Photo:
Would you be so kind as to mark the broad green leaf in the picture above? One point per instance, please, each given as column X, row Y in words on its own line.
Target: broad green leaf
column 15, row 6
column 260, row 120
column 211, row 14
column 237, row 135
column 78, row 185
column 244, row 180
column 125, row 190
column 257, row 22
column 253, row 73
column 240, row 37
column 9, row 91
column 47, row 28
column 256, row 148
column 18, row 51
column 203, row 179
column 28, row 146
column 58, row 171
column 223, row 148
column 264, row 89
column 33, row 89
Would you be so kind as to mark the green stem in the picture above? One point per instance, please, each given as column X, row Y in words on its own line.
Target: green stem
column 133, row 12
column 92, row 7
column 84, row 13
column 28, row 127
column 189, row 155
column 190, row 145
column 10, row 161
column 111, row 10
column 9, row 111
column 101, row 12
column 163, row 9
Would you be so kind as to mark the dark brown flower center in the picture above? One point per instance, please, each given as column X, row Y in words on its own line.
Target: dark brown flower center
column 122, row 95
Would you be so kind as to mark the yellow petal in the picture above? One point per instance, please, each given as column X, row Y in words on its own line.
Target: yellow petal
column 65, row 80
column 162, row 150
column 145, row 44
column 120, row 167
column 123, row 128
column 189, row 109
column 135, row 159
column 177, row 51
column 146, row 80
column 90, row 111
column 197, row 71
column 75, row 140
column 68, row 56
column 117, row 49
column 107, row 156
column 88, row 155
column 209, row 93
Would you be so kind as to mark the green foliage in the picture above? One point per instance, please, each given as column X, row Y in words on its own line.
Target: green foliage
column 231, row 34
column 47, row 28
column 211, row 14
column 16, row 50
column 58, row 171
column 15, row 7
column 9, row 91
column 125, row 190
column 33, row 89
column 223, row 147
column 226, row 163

========================

> _To do_
How many lines in the data above hold the word "mark"? Answer with the number alone.

> _Expected output_
5